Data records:
# # #

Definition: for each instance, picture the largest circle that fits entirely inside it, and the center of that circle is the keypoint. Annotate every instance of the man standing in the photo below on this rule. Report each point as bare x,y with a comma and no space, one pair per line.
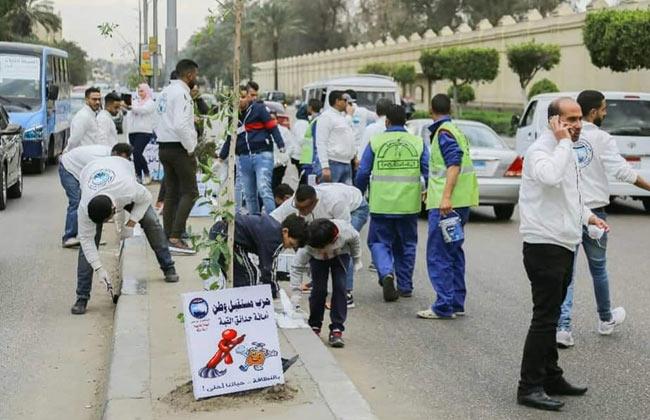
328,201
254,149
112,106
376,127
108,184
177,140
84,128
70,167
453,189
598,157
393,163
335,140
552,215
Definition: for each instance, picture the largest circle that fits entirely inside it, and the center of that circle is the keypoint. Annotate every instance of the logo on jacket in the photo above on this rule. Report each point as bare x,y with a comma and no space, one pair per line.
584,153
100,178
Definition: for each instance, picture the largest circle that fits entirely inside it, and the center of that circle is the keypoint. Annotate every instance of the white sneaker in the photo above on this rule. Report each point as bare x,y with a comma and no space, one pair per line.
618,316
564,339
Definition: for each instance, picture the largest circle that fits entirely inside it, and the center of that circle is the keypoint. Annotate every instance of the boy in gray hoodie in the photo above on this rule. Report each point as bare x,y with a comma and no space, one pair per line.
330,246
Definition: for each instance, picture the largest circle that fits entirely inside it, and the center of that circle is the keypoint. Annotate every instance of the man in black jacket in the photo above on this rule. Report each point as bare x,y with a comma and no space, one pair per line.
261,235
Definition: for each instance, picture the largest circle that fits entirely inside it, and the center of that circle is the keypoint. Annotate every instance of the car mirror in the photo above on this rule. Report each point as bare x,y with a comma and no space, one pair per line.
514,121
52,92
11,130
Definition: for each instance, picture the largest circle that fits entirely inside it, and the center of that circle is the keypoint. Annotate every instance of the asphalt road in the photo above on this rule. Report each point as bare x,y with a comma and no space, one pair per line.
468,368
52,363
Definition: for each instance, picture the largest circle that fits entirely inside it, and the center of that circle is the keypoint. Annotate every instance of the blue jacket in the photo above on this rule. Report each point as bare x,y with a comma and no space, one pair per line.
256,129
451,151
362,179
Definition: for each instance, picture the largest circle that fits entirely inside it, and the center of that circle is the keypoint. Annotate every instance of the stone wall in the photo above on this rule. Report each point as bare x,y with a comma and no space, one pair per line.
563,27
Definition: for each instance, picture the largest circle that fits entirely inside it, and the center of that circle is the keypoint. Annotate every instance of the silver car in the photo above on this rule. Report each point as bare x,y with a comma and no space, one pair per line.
497,166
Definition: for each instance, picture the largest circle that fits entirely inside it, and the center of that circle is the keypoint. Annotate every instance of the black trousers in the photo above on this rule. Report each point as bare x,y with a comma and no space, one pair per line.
549,269
320,271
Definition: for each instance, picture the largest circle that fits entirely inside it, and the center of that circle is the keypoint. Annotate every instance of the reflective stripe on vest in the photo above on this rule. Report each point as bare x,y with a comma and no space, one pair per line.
395,183
465,192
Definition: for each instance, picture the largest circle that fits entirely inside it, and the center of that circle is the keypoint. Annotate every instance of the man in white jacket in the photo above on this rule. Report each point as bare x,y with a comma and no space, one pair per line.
598,157
552,214
177,139
84,128
335,140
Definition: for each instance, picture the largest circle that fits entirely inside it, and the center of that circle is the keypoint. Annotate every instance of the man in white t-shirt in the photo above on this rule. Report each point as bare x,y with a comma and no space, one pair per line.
70,167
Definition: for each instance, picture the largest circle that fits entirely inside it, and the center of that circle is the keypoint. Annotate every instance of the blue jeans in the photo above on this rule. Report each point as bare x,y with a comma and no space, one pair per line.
156,238
359,217
341,172
596,251
256,171
446,266
393,243
73,191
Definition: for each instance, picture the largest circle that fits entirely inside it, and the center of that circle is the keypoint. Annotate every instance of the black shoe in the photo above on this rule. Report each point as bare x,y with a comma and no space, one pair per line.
79,307
171,276
562,387
336,339
540,400
388,284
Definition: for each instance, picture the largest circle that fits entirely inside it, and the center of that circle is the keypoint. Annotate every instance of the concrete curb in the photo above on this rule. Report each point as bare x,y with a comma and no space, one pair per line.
129,388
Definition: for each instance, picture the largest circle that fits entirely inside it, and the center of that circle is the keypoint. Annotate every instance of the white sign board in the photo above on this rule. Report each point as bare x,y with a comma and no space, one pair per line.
232,340
20,67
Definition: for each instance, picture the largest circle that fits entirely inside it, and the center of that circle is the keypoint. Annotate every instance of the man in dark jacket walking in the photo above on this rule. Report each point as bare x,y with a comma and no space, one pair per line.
254,149
261,235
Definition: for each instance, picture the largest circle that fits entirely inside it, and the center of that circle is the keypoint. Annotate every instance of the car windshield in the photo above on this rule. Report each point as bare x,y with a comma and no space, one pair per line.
20,79
368,99
627,118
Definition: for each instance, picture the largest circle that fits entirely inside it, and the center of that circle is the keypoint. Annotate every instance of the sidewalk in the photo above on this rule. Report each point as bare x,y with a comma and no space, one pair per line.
149,374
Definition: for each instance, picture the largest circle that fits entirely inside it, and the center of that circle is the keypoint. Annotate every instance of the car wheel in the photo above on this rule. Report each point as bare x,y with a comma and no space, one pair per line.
16,190
504,211
3,188
646,204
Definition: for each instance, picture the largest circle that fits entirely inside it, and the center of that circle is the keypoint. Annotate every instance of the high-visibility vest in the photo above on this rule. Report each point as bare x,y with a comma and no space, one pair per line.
395,186
307,152
465,193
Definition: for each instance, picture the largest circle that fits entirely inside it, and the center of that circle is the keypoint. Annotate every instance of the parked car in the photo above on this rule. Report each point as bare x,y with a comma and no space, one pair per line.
628,121
278,108
497,166
369,88
11,151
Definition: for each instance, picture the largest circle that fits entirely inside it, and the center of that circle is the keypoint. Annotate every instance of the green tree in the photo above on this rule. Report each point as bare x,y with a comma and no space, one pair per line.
527,59
432,68
618,39
275,20
77,61
542,86
463,66
384,69
404,74
26,13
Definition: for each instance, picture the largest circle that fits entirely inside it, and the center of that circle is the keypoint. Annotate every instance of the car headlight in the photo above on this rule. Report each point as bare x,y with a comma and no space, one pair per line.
35,133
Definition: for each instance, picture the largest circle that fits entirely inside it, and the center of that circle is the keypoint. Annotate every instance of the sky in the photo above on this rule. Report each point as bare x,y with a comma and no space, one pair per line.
81,17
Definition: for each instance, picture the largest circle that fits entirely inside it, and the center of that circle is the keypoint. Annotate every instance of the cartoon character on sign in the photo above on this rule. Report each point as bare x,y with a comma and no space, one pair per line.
255,356
229,341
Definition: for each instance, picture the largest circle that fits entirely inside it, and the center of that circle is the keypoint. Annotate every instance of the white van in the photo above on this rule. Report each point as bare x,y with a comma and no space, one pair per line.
628,121
369,88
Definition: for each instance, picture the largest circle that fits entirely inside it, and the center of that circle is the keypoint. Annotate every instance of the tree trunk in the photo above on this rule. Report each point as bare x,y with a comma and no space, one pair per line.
239,7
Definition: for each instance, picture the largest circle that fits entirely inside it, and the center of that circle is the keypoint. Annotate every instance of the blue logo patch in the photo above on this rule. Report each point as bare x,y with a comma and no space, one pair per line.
584,153
100,178
198,308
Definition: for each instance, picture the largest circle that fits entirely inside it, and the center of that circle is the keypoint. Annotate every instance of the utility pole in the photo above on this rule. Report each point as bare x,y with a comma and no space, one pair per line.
239,7
155,36
171,39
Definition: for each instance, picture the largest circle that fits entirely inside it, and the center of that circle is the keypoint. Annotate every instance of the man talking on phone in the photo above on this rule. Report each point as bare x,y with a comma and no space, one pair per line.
552,215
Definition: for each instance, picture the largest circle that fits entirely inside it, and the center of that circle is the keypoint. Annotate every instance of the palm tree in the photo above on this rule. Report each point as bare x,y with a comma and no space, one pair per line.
26,13
274,19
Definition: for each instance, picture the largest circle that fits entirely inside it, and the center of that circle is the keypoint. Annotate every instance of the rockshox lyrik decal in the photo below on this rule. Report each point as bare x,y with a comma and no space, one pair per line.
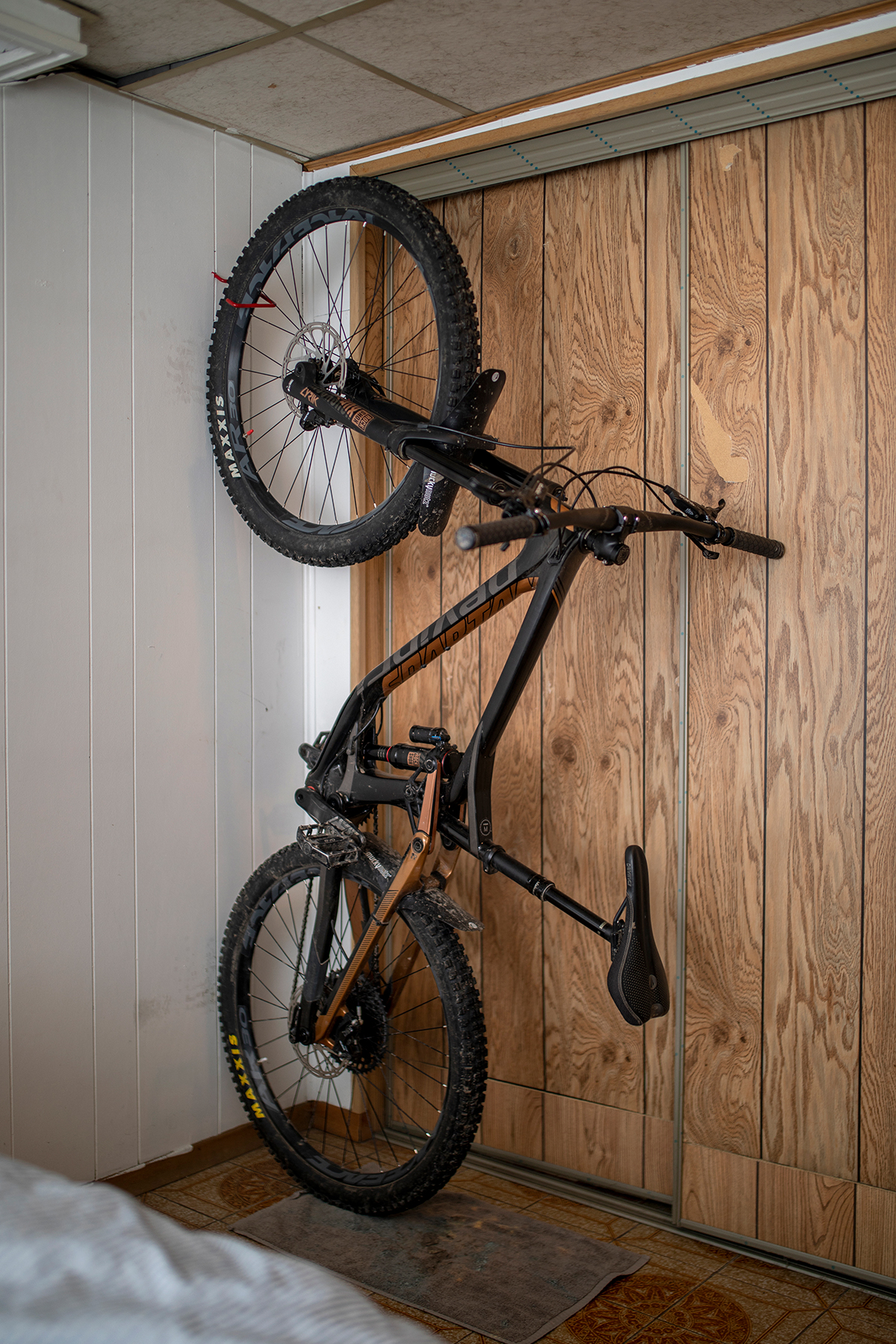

# # #

◆ **What this task involves**: Count the lines in the entries above that contain the string "blue" with case treated as significant, and reply with that number alone.

◆ **Response**: 3